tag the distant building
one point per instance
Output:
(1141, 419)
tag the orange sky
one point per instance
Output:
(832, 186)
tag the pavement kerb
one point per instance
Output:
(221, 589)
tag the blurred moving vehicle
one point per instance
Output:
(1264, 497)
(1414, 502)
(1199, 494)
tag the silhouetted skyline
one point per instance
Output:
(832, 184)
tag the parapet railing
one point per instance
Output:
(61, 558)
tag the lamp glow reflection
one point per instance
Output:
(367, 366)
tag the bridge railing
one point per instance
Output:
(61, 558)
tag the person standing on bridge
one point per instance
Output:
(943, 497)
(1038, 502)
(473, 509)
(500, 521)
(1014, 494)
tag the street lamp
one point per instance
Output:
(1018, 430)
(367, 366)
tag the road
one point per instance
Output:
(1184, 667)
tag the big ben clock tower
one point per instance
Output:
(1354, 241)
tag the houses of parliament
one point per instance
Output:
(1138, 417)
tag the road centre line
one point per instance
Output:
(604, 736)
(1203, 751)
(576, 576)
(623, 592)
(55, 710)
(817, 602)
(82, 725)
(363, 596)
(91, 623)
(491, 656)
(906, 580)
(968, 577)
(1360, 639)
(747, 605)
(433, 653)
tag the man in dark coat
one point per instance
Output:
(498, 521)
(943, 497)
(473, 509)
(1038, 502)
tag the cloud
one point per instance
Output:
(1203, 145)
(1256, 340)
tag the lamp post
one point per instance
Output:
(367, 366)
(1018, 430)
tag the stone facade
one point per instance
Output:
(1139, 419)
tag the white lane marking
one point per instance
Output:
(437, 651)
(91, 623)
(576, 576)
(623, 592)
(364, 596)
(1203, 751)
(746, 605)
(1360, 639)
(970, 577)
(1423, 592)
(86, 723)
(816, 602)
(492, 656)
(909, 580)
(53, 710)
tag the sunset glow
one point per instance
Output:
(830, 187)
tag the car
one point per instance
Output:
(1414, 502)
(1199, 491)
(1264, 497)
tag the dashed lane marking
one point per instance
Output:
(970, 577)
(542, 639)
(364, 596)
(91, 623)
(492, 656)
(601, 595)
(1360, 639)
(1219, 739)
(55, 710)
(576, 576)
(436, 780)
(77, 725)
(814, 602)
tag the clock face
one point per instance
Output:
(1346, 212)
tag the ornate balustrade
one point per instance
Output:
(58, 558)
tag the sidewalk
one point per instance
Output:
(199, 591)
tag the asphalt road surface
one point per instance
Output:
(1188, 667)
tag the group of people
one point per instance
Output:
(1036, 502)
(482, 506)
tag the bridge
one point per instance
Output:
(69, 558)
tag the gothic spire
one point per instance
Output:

> EXERCISE REQUIREMENTS:
Retyping every entry exactly is the whole of the task.

> YOUR RESPONSE:
tag the distant building
one point per instance
Output:
(1141, 419)
tag the orange sky
one point per instance
Output:
(832, 186)
tag the pavement kerb
one point per instance
Output:
(221, 589)
tag the blurred moving vehicle
one point per instance
Output:
(1264, 497)
(1414, 502)
(1199, 494)
tag the silhouetted skyline
one point per instance
Output:
(832, 184)
tag the parapet railing
one point per instance
Output:
(61, 558)
tag the lamp glow reflection
one point per instance
Output:
(367, 366)
tag the bridge railing
one point per instance
Output:
(61, 558)
tag the person standing on bridge
one point per instance
Output:
(943, 497)
(1038, 502)
(473, 509)
(500, 521)
(1014, 494)
tag the street lamp
one point per instance
Output:
(1018, 430)
(367, 366)
tag the road
one point per instance
Output:
(1184, 667)
tag the big ben clock tower
one point per instance
Output:
(1354, 241)
tag the houses of parliament
one point per instance
Output:
(1138, 417)
tag the road centre line
one point per instance
Output:
(604, 736)
(1203, 751)
(576, 576)
(623, 592)
(55, 710)
(817, 602)
(82, 725)
(363, 596)
(91, 623)
(491, 656)
(906, 580)
(968, 577)
(1360, 639)
(747, 605)
(433, 653)
tag the man in dark coat
one point per instance
Output:
(498, 521)
(943, 497)
(473, 509)
(1038, 502)
tag the cloud
one point per instance
Output:
(1203, 145)
(1256, 340)
tag the lamp post
one point per instance
Output:
(367, 366)
(1018, 430)
tag the stone facade
one point per instance
Output:
(1139, 419)
tag the white lane marking
one point per instance
Output:
(437, 651)
(91, 623)
(576, 576)
(623, 592)
(364, 596)
(1203, 751)
(746, 605)
(1360, 639)
(970, 577)
(1423, 592)
(86, 723)
(816, 602)
(492, 656)
(909, 580)
(53, 710)
tag the sunset glow
one point per instance
Output:
(830, 187)
tag the car
one point per instance
Output:
(1414, 502)
(1199, 491)
(1264, 497)
tag the dashed lane marking
one point per instance
Output:
(970, 577)
(542, 639)
(364, 596)
(91, 623)
(492, 656)
(601, 595)
(1360, 639)
(1219, 739)
(55, 710)
(576, 576)
(436, 780)
(77, 725)
(814, 602)
tag the clock face
one point per instance
Output:
(1346, 212)
tag the ornate balustrade
one point per instance
Output:
(58, 558)
tag the sidewalk
one point per instance
Output:
(199, 591)
tag the asphalt road surface
one point per instance
Output:
(1188, 667)
tag the group of people
one point per instance
Output:
(1036, 502)
(482, 506)
tag the bridge
one point per instance
Output:
(69, 558)
tag the gothic spire
one point per instance
Output:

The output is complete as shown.